* _Excerpt to read_:
--------
Both Droid RAZR HDs will be running Android 4.0 (Ice Cream Sandwich) out of the box, with Motorola's custom skin on top of it. This is a disappointment. Months have gone by since Jelly Bean was unveiled, and users are clamoring for those enhancements. Motorola has promised an update to Jelly Bean by the end of the year, but manufacturers simply must get faster on this, and since Motorola is a part of Google, they have even less of an excuse.
They come packed with an NFC radio, which means the digital wallet has finally come to Motorola. Verizon isn't blocking Google Wallet anymore, either, and since you can use any of your credit cards, the door is wide open for paying for goods with your phone, in addition to transferring information to other devices.
There's also an 8MP camera on the back and a front facing cam for video chatting. It's got a micro HDMI out for instantly streaming video, audio, and games to your home entertainment system, which is handier than you'd expect.
--------
* _Aim of the task_: In the Droid RAZR HD excerpt, which version of Android do the phones run out of the box?

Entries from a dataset
--------
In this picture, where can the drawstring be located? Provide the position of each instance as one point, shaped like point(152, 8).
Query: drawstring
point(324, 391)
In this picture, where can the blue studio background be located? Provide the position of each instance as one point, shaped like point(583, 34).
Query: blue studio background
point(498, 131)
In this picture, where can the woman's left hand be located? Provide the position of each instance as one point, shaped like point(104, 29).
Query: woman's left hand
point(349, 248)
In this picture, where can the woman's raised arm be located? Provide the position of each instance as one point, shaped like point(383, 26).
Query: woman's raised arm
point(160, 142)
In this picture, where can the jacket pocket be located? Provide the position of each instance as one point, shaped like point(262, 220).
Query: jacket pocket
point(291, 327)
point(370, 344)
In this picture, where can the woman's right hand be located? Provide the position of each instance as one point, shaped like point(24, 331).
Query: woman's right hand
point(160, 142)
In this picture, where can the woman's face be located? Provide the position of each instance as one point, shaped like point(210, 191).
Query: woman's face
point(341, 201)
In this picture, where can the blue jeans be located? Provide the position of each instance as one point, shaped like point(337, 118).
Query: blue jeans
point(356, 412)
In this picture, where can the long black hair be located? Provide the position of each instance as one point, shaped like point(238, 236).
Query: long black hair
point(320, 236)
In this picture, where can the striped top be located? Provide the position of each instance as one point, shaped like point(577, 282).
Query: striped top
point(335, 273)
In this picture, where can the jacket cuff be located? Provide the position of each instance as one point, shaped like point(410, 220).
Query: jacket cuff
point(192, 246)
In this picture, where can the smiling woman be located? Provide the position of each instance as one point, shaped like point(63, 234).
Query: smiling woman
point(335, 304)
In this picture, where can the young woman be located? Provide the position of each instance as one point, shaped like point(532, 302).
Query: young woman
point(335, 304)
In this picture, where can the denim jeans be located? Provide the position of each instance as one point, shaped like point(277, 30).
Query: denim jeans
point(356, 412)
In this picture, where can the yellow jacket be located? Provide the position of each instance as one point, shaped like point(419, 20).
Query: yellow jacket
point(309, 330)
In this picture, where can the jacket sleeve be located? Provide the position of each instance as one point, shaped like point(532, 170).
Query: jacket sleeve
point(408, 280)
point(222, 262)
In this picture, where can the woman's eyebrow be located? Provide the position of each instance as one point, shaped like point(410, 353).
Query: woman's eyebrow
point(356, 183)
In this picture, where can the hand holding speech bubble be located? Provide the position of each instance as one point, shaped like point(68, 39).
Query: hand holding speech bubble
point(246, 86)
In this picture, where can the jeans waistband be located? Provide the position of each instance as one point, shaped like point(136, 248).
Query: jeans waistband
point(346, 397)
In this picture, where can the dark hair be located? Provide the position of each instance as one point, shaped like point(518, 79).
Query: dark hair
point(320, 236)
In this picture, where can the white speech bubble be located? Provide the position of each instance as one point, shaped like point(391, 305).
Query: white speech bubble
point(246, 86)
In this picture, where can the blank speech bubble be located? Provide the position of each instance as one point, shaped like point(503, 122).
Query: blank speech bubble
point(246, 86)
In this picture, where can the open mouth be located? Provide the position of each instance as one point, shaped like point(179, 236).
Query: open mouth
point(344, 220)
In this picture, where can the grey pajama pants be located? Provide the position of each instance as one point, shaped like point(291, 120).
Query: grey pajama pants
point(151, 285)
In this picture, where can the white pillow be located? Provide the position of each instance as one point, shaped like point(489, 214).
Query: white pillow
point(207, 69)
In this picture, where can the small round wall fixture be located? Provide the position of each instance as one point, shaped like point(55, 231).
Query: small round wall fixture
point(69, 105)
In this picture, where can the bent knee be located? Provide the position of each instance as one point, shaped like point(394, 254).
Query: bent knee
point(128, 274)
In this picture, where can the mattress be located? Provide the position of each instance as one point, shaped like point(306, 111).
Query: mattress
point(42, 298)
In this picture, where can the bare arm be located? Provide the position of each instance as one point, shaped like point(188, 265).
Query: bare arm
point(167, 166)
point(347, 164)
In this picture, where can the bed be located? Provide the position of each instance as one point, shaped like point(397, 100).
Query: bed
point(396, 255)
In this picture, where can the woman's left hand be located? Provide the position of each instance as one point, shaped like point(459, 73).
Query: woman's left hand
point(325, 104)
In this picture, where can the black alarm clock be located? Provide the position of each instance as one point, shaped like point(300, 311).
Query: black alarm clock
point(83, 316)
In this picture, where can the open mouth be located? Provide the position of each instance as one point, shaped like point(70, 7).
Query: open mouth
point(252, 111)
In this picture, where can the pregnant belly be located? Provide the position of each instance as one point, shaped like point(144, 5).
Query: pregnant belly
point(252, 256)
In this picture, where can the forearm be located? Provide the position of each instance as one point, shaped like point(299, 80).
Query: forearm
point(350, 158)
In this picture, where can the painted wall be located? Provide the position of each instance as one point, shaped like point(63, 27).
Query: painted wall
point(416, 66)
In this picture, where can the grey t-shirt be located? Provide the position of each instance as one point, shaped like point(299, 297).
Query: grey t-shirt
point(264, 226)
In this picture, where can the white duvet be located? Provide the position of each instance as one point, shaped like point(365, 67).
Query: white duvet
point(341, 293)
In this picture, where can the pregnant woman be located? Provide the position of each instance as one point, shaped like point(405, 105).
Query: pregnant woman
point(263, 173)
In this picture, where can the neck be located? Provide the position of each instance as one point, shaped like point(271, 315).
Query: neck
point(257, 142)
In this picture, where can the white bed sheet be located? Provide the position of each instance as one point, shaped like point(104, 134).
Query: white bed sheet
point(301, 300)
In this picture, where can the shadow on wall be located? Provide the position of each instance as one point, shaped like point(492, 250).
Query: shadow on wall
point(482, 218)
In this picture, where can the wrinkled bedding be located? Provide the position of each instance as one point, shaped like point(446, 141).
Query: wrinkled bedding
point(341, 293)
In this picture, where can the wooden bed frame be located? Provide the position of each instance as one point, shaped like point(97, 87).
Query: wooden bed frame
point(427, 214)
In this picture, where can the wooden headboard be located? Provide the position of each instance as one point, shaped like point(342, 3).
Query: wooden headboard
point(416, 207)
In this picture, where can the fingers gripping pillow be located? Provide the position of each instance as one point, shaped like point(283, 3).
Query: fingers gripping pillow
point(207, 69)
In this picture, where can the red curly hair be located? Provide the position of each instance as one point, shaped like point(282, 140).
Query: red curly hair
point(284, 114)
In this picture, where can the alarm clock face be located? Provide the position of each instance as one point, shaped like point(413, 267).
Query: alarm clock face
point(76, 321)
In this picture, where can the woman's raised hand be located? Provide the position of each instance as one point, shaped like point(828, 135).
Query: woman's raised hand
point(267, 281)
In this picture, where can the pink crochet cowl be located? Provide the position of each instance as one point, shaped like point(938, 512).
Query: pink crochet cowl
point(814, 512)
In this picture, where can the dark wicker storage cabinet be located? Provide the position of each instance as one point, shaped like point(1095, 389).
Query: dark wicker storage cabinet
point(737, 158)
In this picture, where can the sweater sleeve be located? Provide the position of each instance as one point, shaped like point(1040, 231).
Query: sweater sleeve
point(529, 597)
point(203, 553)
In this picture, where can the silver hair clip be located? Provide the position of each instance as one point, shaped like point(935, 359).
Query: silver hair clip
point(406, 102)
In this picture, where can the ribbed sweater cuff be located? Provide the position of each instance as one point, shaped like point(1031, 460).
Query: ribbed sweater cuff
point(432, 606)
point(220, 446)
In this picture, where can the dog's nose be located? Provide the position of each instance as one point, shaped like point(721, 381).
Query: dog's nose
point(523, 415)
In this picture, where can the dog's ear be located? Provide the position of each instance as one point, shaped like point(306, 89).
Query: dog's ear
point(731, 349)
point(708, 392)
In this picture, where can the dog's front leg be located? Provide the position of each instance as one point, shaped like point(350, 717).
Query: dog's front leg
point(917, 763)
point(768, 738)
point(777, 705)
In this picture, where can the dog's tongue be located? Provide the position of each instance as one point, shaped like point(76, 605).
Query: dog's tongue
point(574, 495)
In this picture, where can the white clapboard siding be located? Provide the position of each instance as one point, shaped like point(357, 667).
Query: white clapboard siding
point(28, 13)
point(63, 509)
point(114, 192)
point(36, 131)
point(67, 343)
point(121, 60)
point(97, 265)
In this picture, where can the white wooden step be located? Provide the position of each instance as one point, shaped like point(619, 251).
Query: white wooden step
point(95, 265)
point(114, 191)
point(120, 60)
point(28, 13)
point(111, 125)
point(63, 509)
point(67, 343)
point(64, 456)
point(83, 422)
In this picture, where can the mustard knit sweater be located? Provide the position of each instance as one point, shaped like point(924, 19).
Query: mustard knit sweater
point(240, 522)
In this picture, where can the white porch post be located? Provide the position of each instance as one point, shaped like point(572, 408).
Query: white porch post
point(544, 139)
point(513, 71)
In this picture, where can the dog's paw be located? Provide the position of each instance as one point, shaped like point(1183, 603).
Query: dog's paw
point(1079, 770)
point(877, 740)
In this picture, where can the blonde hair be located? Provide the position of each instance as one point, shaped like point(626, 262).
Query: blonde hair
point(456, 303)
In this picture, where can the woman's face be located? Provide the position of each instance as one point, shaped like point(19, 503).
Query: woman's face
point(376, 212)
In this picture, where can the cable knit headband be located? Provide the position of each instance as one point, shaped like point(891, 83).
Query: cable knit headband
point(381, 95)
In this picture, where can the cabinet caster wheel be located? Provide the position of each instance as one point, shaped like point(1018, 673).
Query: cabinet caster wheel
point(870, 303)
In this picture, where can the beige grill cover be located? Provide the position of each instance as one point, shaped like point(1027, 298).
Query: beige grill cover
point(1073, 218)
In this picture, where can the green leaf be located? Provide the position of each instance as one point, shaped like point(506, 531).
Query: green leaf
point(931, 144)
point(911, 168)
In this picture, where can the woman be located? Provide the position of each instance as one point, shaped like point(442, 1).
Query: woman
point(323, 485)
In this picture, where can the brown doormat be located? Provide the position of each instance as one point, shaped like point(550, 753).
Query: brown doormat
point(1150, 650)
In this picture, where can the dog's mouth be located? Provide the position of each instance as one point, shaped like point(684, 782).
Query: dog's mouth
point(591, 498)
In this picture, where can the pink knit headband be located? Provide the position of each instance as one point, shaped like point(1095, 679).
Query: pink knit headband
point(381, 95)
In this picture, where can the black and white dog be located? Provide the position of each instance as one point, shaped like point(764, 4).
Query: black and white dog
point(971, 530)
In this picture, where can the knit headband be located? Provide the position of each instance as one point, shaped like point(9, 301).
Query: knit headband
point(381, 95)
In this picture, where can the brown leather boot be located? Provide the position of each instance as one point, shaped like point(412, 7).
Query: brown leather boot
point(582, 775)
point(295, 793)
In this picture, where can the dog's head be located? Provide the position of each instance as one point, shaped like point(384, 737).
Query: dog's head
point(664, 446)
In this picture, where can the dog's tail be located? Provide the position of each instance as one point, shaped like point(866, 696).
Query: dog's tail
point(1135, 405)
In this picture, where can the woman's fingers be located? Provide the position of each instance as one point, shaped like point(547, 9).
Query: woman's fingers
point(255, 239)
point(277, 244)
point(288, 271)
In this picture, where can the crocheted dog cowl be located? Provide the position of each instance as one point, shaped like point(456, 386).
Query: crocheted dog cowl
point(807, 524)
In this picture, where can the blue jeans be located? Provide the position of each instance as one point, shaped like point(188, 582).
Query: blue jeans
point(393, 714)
--------
* _Expected answer_: Android 4.0 (Ice Cream Sandwich), with Motorola's custom skin on top.